Recently, I had the fortune of working on a complex deep water well that required many casing liners (including expandable liners) to deliver the well objectives. With such tight clearances, finding suitable casing connections was a challenge and many hours were spent searching and downloading connection specification data sheets and updating WellCat model casing and Connection Utilization Envelope (CUE) data.

There must be a better way

Frustrated, I turned to Python, my go to problem solving companion. With the help of a couple of colleagues who already had the casing and connection data in a convenient format, I was able to generate all of the casing permutations that were feasible with the client’s approved list of casing connections. Investing a couple of hours writing some code saved me many hours of laborious work checking dimensions, calculating clearances and manually inputting data into well design software.

In this post, I’ll step through a similar work flow and demonstrate how truly amazing Wells and Drilling Engineers in the Oil and Gas industry are for being able to manage such large option spaces in their heads.
== == ==
# [REQUIREMENTS]
A. Render this sentence from the post on casing connections in Spanish: "Investing a couple of hours writing some code saved me many hours of laborious work checking dimensions, calculating clearances and manually inputting data into well design software."
B. Resume the post on casing connections, picking up right after its final sentence.
The material after this point is separate from the post on casing connections.

# [RECORD EXCERPTS]
== == ==
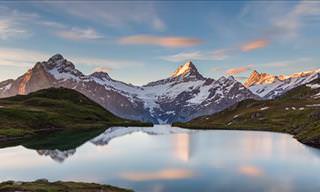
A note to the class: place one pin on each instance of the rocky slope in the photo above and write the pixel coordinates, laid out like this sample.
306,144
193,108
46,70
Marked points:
296,112
270,86
53,109
181,97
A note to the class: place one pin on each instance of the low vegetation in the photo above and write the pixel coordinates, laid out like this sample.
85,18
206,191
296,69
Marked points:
45,186
297,112
51,110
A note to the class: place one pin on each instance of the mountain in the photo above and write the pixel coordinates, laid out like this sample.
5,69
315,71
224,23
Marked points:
296,112
53,109
270,86
184,95
45,185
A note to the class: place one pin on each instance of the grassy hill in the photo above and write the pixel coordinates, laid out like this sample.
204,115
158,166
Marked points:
45,186
53,109
297,112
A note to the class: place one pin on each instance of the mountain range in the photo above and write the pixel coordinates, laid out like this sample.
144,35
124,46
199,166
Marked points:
183,96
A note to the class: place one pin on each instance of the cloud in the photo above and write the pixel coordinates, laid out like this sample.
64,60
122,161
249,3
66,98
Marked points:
301,14
9,28
27,58
102,69
112,14
167,174
79,34
286,63
238,70
257,44
250,170
183,56
159,41
216,55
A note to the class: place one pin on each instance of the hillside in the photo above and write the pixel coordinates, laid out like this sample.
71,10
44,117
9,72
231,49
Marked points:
44,185
53,109
182,96
296,112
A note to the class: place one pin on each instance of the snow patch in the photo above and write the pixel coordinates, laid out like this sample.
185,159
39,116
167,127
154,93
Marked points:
264,108
313,86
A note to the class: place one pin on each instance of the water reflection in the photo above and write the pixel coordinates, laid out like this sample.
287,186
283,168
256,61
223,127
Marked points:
104,138
168,159
57,155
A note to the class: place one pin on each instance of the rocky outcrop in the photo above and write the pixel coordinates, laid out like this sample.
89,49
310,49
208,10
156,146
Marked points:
186,94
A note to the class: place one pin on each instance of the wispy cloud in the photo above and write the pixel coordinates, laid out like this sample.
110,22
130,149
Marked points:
238,70
301,14
167,174
27,58
216,55
114,14
159,41
8,28
256,44
13,23
286,63
79,34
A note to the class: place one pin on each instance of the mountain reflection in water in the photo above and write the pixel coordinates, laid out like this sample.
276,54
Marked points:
166,159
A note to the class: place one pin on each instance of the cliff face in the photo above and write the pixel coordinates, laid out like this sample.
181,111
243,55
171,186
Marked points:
184,95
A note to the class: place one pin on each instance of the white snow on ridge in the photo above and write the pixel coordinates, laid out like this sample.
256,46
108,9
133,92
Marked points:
313,86
264,108
276,88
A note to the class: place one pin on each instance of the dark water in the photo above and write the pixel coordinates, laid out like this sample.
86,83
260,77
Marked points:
170,159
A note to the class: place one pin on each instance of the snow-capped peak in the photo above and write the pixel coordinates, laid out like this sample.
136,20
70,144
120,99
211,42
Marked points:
260,78
187,70
56,57
100,75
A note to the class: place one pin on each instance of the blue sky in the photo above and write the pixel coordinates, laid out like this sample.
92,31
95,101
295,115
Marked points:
138,42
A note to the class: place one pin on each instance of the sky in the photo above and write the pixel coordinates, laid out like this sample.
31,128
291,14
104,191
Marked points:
138,42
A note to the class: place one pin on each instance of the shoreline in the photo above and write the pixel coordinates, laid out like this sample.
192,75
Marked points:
192,127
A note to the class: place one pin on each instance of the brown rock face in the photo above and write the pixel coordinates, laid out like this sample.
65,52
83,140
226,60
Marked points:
181,97
260,78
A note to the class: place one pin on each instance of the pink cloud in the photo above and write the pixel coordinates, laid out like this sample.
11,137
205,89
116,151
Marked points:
160,41
238,70
252,45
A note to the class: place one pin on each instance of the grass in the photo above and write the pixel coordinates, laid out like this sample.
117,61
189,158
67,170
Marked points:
280,116
54,109
45,186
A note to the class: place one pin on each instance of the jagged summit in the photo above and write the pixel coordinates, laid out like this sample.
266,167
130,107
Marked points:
100,75
56,57
187,70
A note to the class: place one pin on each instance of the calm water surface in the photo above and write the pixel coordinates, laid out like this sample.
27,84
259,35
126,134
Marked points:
163,159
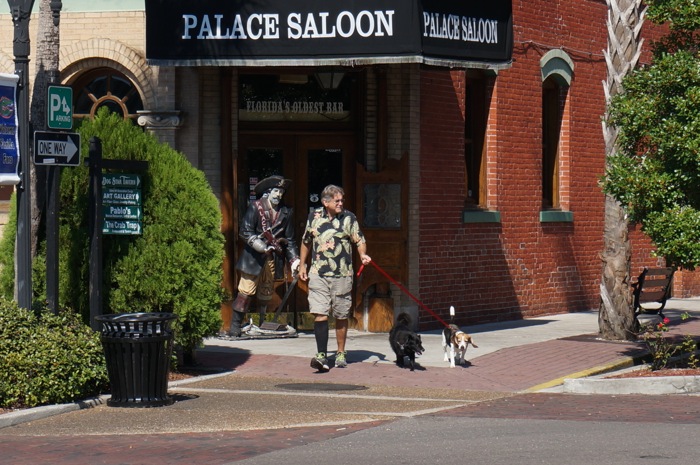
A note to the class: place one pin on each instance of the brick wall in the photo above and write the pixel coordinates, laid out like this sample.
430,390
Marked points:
519,267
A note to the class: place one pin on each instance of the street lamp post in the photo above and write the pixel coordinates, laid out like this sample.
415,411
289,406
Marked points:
21,10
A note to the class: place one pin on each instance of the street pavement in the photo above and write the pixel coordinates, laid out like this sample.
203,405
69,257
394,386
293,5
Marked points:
260,396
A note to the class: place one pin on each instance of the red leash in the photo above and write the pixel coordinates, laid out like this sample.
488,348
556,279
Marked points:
362,267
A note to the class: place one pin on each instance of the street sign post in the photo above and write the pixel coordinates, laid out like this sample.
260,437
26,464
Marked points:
121,203
60,111
56,148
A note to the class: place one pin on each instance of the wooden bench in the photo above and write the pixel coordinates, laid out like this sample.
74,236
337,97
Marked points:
653,286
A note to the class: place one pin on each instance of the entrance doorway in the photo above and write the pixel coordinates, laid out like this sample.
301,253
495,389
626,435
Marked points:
311,161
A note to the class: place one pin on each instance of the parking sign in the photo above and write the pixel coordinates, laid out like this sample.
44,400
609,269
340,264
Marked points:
60,107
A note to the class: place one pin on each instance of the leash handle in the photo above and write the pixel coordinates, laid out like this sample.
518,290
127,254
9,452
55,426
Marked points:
415,299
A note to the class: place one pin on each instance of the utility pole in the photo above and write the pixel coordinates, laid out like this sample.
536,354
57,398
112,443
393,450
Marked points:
21,11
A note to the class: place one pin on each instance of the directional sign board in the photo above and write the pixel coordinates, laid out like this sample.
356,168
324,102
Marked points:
121,203
119,196
60,107
121,212
56,148
121,227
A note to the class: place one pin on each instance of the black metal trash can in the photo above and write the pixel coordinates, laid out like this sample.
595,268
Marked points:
138,347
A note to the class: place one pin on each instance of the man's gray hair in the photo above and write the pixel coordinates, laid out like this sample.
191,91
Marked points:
331,191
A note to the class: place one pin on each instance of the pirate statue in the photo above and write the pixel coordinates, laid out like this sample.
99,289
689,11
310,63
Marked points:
268,233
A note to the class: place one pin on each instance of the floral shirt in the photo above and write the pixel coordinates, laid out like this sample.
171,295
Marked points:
331,242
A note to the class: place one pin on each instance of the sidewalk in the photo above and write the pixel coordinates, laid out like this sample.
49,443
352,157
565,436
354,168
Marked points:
257,378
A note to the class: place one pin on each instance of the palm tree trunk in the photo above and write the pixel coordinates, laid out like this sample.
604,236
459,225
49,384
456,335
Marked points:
616,316
47,46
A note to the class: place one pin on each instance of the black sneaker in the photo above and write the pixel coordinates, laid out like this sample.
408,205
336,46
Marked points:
320,362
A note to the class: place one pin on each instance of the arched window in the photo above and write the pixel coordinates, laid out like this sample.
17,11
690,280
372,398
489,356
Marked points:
108,87
557,71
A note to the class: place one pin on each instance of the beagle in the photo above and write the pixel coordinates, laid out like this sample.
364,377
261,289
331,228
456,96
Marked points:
455,343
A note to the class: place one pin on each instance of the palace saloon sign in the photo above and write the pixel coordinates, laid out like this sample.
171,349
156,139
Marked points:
322,32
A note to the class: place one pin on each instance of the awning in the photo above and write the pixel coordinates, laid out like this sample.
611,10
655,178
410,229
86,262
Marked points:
465,34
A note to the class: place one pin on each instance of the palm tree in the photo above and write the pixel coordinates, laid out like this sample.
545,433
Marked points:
47,45
616,319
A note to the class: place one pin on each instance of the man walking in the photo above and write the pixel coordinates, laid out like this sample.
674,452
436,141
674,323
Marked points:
330,232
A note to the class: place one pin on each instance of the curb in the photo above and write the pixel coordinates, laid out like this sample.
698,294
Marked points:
581,375
45,411
648,385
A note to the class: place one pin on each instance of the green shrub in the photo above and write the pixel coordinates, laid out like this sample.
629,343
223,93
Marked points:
175,265
46,359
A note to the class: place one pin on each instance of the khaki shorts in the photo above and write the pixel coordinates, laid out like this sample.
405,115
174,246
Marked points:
326,294
263,285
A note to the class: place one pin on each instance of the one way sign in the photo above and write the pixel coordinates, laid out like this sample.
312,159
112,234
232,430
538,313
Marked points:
56,148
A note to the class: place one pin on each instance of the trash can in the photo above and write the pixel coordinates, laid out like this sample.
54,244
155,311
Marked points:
137,348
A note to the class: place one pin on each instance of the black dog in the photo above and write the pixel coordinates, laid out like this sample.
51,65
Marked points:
404,341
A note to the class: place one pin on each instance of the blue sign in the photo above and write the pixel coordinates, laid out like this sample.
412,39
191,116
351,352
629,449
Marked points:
9,141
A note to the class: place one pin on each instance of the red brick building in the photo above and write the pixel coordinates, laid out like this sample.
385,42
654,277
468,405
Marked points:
467,137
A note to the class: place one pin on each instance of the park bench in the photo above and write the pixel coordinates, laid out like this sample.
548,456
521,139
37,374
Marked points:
653,286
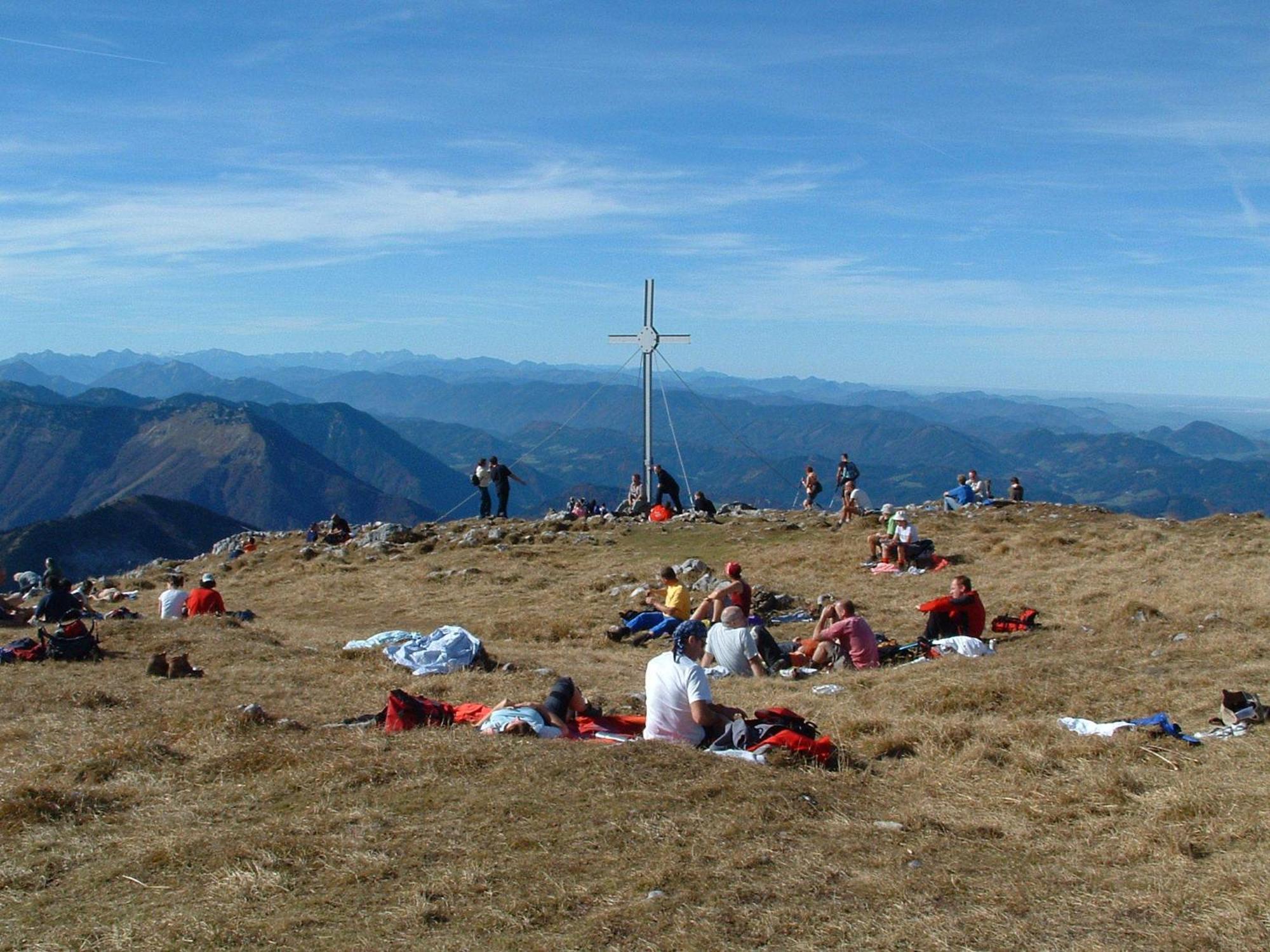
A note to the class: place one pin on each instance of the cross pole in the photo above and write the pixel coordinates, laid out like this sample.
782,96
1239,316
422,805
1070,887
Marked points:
648,341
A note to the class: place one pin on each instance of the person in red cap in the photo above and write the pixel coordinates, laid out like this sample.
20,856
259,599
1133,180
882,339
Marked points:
735,592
== == ==
# [SOLVED PROBLEMS]
A. Invertir un par de horas escribiendo algo de código me ahorró muchas horas de trabajo laborioso revisando dimensiones, calculando holguras e introduciendo datos manualmente en el software de diseño de pozos.

B.
Acquiring some data

The data I used previously was proprietary, so the first step is getting some suitable new data that I can use for this exercise.

casing connections manufacturers, please allow us to download your data in a more useable format. You’ll thank us for it.

Most connections manufacturers have the facility for downloading connection data from their websites, but this is a laborious process. I started writing some code to automate this, but automating selections from drop down menus is error prone and slow. I gave up.

Instead, I wrote some code to scrape data from the the Tenaris Premium Connections Catalogue using the camelot-py library. Unfortunately, the data tables in the catalogue can’t be read without a degree of fettling and rather than spend hours learning camelot’s attributes, I manually cleaned up the data.

Let’s start with importing the data. For this workflow we’ll first need some libraries imported and while we’re at it let’s set the URL to the online Tenaris catalogue and download it.

import camelot
import wget
import numpy as np

# the URL for the Tenaris catalogue so I can claim I'm not copying anything
url = 'https://www.tenaris.com/media/isfmuyog/tenarishydril-premium-connections-catalog.pdf'
file = wget.download(url)

Importing some data

We now have the catalogue downloaded and accessible through the file variable. Next we’ll write a function for extracting tables from specific pages in a pdf document. This is written as a function as we may wish to call it several times for different connections, especially if the tables are not consistent throughout the document.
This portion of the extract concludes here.